* **Source extract**:
□ □ □ □ □

John Morton

Personal information
- Full name: John Michael Morton
- National team: United States of America
- Born: April 3, 1946 (age 79) Keene, New Hampshire, U.S.
- Education: Tilton School Middlebury College
- Height: 5.83 ft 0 in (178 cm)
- Weight: 146 lb (66 kg; 10 st 6 lb)

Sport
- Sport: Biathlon
- Event(s): Men's 7.5-km Relay Men's 20-km

= John Morton (skier) =

American biathlete (born 1946)

John Morton (born April 3, 1946) is an Olympic skier and writer from the United States. He was born in Keene, New Hampshire. Morton has participated as an athlete, coach, and team leader in seven Olympic Games for the United States in the biathlon event.

== Early life ==
John Morton grew up in Walpole, New Hampshire. Morton graduated from Tilton School in 1964. At Tilton, he competed in four ski events: downhill, slalom, cross-country, and jumping. Morton was also a recipient of The John F. Thompson Memorial Award while at Tilton. He then attended Middlebury College where he competed on their cross-country skiing team. During his athletic college career he won the Eastern Intercollegiate Athletic Conference Championship in 1966 and 1968, and placed second at the 1968 NCAA Skiing Championships. Morton completed the Reserve Officers' Training Corps (ROTC) program at Middlebury and graduated in 1968. Morton was then to complete four years in the United States Army. In his first two years with the Army, Morton was assigned to Anchorage, Alaska, where he trained for the biathlon, combining his skiing talents and his military shooting training. In 1970, Morton was given orders to work as an advisor for the Military Assistance Command Vietnam, and was sent to South Vietnam for two years, deterring his biathlon training. He was released from active duty in 1972 with the rank of Captain.

== Olympics ==
Only having three months to train after being released from the Army, Morton made the U.S. Olympic team in 1972. Morton traveled with the team to Sapporo, Japan, but was benched for the entirety of the games because of personal conflict with his coach.

Morton competed at the 1976 Winter Olympics in Innsbruck, Austria, for the United States. Falling ill the night before the 20-km race, Morton was unable to compete, which put him at a disadvantage in placement for his second event of the games: the 7.5-km relay.

Morton has participated in five more Olympics for the U.S. Biathlon team as a coach or Team Leader. At the 2002 Winter Olympics in Salt Lake City, Morton worked as the Chief of Course for Biathlon events.

□ □ □ □ □

* **What you need to do**:
According to the John Morton biography, where was Morton assigned during his first two years in the Army?

* **Source material**:
□ □ □ □ □

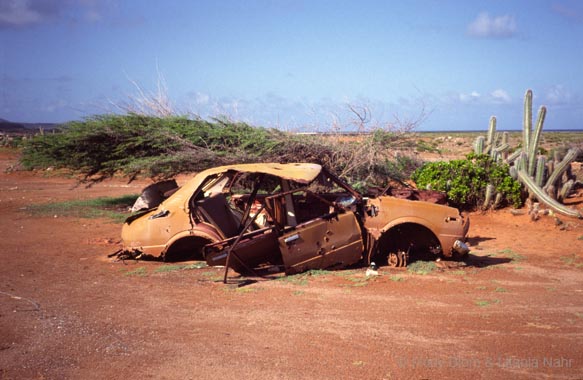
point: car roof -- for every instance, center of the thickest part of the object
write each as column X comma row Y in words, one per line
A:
column 299, row 172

□ □ □ □ □

* **In response**:
Anchorage, Alaska